## RECORDS TO USE
★ ★ ★ ★
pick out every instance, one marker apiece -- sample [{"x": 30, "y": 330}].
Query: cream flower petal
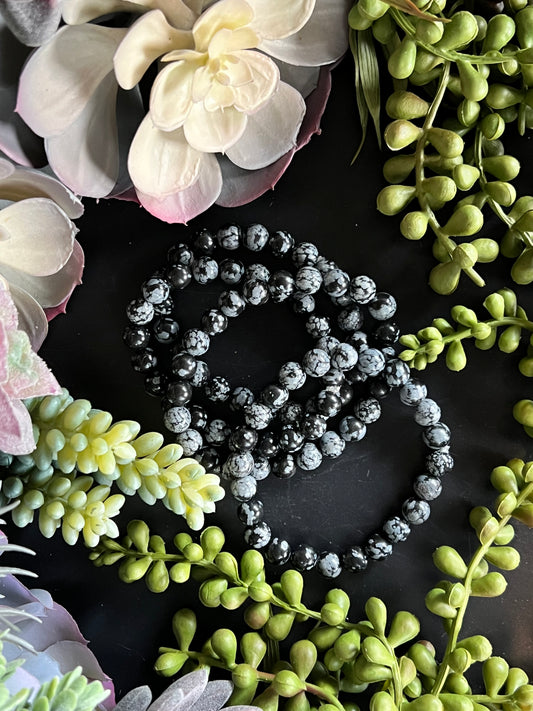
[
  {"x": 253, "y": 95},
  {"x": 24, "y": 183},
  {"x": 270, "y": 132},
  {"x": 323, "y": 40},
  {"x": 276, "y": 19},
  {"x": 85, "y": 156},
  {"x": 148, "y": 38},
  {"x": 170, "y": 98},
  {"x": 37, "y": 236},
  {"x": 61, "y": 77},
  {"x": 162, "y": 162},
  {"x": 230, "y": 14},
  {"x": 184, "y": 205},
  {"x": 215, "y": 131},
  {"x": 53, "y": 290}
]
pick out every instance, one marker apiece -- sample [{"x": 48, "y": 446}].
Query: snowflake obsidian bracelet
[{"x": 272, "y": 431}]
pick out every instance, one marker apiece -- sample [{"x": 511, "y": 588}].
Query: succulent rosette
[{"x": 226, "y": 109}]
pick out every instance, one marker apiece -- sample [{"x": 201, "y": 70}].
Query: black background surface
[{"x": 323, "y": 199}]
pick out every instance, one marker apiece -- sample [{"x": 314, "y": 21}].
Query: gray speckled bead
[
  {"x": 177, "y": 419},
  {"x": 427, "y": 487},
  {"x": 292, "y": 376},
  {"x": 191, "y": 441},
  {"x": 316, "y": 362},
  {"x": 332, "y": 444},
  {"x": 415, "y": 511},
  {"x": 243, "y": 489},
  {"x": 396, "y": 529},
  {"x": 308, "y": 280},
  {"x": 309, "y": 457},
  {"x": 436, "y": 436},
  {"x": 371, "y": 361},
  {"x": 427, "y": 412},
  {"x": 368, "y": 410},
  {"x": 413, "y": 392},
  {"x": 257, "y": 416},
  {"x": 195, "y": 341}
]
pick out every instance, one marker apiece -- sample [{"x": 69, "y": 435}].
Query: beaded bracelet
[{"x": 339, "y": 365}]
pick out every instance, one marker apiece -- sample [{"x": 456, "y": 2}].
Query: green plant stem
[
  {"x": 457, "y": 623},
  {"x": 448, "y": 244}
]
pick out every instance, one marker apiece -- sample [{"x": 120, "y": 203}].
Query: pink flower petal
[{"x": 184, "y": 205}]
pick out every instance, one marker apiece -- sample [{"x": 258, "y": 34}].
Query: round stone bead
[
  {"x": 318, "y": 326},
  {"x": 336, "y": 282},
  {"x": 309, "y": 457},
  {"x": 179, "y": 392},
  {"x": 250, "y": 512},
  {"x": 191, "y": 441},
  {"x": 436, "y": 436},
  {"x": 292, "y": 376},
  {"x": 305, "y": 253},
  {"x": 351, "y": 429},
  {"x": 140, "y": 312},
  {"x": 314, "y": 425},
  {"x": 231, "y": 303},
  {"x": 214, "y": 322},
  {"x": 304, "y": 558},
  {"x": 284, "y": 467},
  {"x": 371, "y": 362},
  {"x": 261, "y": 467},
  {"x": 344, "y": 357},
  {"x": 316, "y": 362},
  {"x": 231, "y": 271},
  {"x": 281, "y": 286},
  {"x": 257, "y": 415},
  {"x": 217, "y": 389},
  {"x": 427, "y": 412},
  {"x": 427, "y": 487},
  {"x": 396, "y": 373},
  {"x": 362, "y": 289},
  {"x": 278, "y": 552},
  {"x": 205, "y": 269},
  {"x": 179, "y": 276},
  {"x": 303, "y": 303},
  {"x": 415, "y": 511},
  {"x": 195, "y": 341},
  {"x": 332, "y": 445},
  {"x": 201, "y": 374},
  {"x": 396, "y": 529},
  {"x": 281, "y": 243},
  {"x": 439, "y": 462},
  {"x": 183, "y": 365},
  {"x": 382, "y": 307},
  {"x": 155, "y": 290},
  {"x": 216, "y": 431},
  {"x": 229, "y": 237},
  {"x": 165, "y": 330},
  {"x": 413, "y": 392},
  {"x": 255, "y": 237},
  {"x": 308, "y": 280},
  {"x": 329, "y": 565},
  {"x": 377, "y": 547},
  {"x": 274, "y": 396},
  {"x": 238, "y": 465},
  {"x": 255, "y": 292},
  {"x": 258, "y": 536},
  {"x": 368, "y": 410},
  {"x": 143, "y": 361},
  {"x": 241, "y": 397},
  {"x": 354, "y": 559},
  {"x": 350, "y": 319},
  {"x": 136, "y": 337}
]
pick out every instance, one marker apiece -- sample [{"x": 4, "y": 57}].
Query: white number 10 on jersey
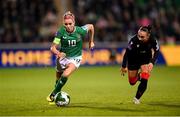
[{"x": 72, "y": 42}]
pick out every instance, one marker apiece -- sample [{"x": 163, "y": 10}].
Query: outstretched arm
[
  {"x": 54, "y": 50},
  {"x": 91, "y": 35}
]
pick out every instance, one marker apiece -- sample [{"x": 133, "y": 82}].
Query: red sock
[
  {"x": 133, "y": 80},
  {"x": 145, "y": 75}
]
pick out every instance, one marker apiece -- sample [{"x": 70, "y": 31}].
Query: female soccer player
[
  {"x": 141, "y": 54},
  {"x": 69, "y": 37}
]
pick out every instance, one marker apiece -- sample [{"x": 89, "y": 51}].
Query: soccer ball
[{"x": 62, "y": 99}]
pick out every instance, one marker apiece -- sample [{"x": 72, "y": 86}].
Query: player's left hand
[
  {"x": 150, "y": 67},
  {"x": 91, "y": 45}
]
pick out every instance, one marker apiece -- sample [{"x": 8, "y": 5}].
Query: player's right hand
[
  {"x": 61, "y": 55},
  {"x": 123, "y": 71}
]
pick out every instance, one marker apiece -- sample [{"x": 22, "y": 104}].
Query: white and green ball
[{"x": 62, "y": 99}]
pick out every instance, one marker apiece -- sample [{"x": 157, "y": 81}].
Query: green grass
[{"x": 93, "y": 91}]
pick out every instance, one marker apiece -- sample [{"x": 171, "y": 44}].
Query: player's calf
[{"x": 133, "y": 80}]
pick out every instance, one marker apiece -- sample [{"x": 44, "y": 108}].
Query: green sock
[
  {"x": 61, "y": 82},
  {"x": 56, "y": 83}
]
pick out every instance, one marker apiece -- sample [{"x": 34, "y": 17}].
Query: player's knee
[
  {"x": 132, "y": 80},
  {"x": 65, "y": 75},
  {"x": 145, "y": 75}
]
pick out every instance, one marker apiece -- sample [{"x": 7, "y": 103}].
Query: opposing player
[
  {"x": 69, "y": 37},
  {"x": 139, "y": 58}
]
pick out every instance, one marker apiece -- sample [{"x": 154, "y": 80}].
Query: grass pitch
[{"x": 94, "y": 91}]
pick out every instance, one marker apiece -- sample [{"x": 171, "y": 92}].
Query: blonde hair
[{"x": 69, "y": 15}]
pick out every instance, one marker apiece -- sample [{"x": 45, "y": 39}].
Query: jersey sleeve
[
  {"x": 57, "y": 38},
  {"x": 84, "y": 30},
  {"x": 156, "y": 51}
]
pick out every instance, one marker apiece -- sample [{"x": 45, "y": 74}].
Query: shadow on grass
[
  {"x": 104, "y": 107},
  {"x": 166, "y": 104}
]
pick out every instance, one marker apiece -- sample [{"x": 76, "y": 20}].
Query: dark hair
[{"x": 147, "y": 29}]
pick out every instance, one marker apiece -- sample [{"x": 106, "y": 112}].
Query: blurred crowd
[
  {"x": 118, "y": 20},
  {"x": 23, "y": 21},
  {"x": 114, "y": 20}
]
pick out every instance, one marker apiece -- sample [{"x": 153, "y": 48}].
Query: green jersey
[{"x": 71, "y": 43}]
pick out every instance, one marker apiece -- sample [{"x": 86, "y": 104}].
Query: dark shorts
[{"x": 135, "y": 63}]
★ ★ ★ ★
## SET PROBLEM
How many lines in the material above contain the string "jersey"? Case counts; reply with the number alone.

## OUTPUT OF THE EXERCISE
3